** WORK TASK **
Reproduce each line below with no alterations.

====

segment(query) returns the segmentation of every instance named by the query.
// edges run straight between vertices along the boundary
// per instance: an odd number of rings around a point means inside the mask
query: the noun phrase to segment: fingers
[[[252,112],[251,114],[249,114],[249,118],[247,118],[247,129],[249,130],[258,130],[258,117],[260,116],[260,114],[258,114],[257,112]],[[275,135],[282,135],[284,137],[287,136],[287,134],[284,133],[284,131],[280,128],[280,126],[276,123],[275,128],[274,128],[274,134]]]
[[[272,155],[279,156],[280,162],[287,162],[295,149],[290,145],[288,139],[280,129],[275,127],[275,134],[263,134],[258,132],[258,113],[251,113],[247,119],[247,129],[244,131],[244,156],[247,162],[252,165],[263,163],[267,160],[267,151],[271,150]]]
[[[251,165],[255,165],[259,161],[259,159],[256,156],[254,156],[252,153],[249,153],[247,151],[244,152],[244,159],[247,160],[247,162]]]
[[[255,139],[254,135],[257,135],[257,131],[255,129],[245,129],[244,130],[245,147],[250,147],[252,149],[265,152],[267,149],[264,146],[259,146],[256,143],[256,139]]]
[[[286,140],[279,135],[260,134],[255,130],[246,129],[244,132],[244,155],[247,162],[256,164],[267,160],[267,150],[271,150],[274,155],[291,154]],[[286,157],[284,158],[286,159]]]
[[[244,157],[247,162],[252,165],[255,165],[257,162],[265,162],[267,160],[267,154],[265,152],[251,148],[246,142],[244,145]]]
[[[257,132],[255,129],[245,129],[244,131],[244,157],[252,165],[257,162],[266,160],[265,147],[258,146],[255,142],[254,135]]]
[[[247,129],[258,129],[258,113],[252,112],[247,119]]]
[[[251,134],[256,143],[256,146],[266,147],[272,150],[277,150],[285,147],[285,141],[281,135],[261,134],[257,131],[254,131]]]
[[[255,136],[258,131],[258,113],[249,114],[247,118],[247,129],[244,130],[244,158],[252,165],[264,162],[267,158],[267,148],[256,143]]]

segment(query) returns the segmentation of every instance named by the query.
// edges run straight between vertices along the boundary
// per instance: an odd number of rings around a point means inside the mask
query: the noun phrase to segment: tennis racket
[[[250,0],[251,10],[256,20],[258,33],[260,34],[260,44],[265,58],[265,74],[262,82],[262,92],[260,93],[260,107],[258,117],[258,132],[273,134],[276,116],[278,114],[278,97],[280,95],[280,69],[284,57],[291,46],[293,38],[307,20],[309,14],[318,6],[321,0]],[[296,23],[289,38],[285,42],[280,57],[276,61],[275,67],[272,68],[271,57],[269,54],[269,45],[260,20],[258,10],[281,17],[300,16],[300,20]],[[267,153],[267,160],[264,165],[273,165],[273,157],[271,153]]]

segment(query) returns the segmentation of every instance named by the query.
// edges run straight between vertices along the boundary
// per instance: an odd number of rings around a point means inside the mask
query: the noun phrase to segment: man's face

====

** ANSWER TO THE EXERCISE **
segment(query) returns the segmentation of every instance named by the query.
// edges run straight between vertices along the boundary
// per instance: an odd number of rings around a point means inside the mask
query: the noun phrase to segment: fingers
[[[252,112],[251,114],[249,114],[249,118],[247,118],[247,129],[249,130],[258,130],[258,117],[260,116],[260,114],[258,114],[257,112]],[[275,135],[282,135],[284,137],[287,136],[287,134],[284,133],[284,131],[280,128],[280,126],[276,123],[275,128],[274,128],[274,134]]]
[[[272,155],[279,156],[280,162],[287,162],[295,149],[290,145],[288,139],[280,129],[275,127],[275,134],[263,134],[258,132],[258,113],[251,113],[247,119],[247,129],[244,131],[244,156],[247,162],[252,165],[263,163],[267,160],[267,151],[271,150]]]
[[[251,165],[255,165],[259,161],[259,159],[256,156],[254,156],[252,153],[249,153],[247,151],[244,152],[244,159],[247,160],[247,162]]]
[[[255,139],[254,135],[257,135],[257,131],[255,129],[245,129],[244,130],[245,147],[250,147],[252,149],[265,152],[267,149],[264,146],[259,146],[256,143],[256,139]]]
[[[286,140],[279,135],[260,134],[255,130],[246,129],[244,132],[244,155],[247,162],[256,164],[267,160],[267,150],[271,150],[274,155],[291,154]],[[286,157],[284,158],[286,159]]]
[[[244,157],[247,162],[252,165],[255,165],[257,162],[265,162],[267,160],[267,154],[265,152],[251,148],[246,142],[244,145]]]
[[[257,132],[255,129],[245,129],[244,131],[244,157],[252,165],[257,162],[266,160],[265,147],[258,146],[255,142],[254,135]]]
[[[247,129],[258,129],[258,113],[252,112],[247,119]]]
[[[251,134],[256,143],[256,146],[266,147],[272,150],[277,150],[285,147],[285,141],[281,135],[261,134],[257,131],[254,131]]]
[[[255,136],[258,131],[258,113],[249,114],[247,118],[247,129],[244,130],[244,158],[252,165],[264,162],[267,158],[267,148],[256,143]]]

segment(query) returns the segmentation of every instance named by the query.
// edges run straight between vertices along the boundary
// per instance: an odd number of rings around a point means inside the mask
query: the noun phrase to segment: tennis racket
[[[250,0],[251,10],[256,20],[258,33],[260,34],[260,44],[265,58],[265,74],[262,82],[262,92],[260,93],[260,107],[258,117],[258,132],[273,134],[276,116],[278,114],[278,97],[280,95],[280,69],[284,57],[291,46],[293,38],[307,20],[309,14],[318,6],[321,0]],[[296,23],[289,38],[285,42],[280,57],[276,61],[275,67],[272,68],[271,57],[269,54],[269,45],[260,20],[258,10],[281,17],[300,16],[300,20]],[[267,153],[267,160],[264,165],[273,165],[273,157],[271,153]]]

segment(query) returns the segmentation of every instance named by the query.
// edges run straight between vertices along the boundary
// per instance: an odd number of rings around a point means inside the mask
query: the noun phrase to segment: man's face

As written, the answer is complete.